■ **Exercise instructions**:
Collect all lines from the records below that include the word "instance".

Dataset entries
::::
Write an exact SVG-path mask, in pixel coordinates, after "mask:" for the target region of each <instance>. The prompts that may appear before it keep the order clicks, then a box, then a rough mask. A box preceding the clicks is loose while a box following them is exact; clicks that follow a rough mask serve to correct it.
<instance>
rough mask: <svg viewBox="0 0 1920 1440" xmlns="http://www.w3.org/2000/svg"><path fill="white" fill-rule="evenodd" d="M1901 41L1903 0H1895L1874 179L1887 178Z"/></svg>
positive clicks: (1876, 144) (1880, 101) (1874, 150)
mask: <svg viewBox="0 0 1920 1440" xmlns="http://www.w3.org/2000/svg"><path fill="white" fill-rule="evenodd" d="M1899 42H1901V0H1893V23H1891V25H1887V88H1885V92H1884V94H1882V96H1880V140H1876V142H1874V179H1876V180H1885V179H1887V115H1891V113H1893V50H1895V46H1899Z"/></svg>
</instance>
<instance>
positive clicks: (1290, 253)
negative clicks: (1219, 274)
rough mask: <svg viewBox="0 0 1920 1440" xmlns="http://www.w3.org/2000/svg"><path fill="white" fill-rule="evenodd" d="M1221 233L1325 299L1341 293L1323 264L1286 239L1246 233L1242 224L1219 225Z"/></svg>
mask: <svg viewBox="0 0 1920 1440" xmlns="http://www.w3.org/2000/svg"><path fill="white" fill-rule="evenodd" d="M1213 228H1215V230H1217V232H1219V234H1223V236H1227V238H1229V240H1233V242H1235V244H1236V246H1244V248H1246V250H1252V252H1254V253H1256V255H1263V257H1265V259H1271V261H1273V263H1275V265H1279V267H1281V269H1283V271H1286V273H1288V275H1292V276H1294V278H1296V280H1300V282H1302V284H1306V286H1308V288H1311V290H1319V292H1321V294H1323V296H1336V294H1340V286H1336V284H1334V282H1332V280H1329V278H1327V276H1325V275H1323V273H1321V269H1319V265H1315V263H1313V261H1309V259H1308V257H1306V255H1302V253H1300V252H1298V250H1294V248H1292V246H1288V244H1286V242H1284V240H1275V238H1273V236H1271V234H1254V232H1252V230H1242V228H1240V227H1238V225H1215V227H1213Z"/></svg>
::::
■ **Task answer**:
Write an exact SVG-path mask, in pixel coordinates, after "mask:" for the target region of each <instance>. The prompts that may appear before it keep the order clicks, then a box, then a rough mask. A box preceding the clicks is loose while a box following them is exact; clicks that follow a rough mask serve to correct it.
<instance>
</instance>
<instance>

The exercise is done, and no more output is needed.